++++ Excerpt to read

The only issue the Superior Court of New Jersey was asked to assess summarily was whether NotPetya was a ‘hostile or warlike’ act within the meaning of the exclusion.

As stated above, the trial Judge put great emphasis on Merck’s “reasonable understanding” of this term being one of “traditional forms of war”. We are of course very familiar with the doctrine of contra proferentem in English law (where an ambiguous term is construed narrowly against the interests of the party which created it). However, based on the decision in Merck, the doctrine of “reasonable expectation” goes well beyond contra proferentem.

What is particularly unlike anything with which we are familiar here, is just how far the Supreme Court of New Jersey goes to interpret the Policy language to fulfil the expectations of Merck. For example, there is nothing within the actual and express terms of the exclusion which suggests that the hostile or warlike action must be “traditional” forms of hostile or warlike action, for the exclusion to apply. The Judge arguably moved away from the plain language of the Policy in this respect. Furthermore, there appears to be little consideration of the meaning of the term “hostile” which is independent of the term “warlike”.

++++++++
++++ Dataset content

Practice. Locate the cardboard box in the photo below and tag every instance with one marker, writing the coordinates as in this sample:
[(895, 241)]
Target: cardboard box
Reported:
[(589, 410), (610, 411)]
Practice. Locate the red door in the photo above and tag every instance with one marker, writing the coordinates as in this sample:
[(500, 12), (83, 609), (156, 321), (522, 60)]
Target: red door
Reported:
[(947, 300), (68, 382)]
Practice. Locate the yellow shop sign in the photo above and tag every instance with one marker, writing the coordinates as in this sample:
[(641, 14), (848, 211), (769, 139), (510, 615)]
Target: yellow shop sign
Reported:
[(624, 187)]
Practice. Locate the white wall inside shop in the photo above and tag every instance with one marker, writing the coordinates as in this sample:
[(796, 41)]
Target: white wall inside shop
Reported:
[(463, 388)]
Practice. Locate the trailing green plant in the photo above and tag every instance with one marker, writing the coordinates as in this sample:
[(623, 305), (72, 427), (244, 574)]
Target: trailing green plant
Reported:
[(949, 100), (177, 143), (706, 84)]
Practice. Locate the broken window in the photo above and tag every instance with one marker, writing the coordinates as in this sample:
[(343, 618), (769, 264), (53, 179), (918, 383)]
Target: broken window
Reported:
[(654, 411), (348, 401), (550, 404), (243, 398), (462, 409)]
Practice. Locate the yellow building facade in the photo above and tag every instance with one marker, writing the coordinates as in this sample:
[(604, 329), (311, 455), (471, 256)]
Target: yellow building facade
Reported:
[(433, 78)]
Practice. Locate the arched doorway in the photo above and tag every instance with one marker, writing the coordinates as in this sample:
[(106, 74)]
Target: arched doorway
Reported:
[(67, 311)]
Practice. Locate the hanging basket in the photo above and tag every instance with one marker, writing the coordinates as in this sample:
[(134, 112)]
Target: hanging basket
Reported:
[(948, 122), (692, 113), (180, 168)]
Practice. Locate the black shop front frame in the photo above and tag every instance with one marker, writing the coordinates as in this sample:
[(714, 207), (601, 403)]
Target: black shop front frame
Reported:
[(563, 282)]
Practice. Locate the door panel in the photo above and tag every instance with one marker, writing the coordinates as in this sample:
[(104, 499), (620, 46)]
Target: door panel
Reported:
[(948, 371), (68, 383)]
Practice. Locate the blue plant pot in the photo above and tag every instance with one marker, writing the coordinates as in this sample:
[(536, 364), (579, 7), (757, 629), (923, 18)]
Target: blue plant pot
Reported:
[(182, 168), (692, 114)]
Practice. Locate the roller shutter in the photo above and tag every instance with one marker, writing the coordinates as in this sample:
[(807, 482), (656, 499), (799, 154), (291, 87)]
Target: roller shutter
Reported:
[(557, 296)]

++++++++

[Exercise set]
(1) Reproduce, word for word, the part of the commentary on the NotPetya war exclusion ruling starting with "As stated above, the" and going on through "beyond contra proferentem.".
(2) For each statement about the commentary on the NotPetya war exclusion ruling, answer yes or no according to whether the commentary supports it, and quote the words that decide it.
(a) Under contra proferentem, an ambiguous term is construed narrowly against the interests of the party that created it.
(b) The express terms of the exclusion state that the hostile or warlike action must be a traditional form of such action.
(c) The trial Judge placed little weight on Merck's reasonable understanding of the term.
(3) Extend the commentary on the NotPetya war exclusion ruling by writing the passage that would follow its final sentence.

[Results of the tasks]
(1)
As stated above, the trial Judge put great emphasis on Merck’s “reasonable understanding” of this term being one of “traditional forms of war”. We are of course very familiar with the doctrine of contra proferentem in English law (where an ambiguous term is construed narrowly against the interests of the party which created it). However, based on the decision in Merck, the doctrine of “reasonable expectation” goes well beyond contra proferentem.

(2)
(a) Yes: "where an ambiguous term is construed narrowly against the interests of the party which created it"
(b) No: "there is nothing within the actual and express terms of the exclusion which suggests that the hostile or warlike action must be “traditional” forms of hostile or warlike action"
(c) No: "the trial Judge put great emphasis on Merck’s “reasonable understanding” of this term"

(3)
Under English law, the burden of proof is on insurers to show that a policy exclusion applies so that it may properly decline coverage. However, recent case law supports the view that, absent very genuine ambiguity, contra preferentem is unlikely to play a significant role in commercial insurance.

The modern approach is that the court will look instead at what a reasonable person would have understood the clause to mean having regard to all the policy terms, and in a manner which was consistent with the purpose of the insurance contract.

Under English law, there appears to be no technical meaning ascribed to the terms  “warlike” or “hostile”, although in the context of marine perils “hostile” has been held to mean a belligerent act. As such, “warlike” and “hostile” would appear to be very closely related. Such an interpretation is no doubt necessary, as a broad interpretation of “hostile act” may arguably leave little remaining coverage in many situations.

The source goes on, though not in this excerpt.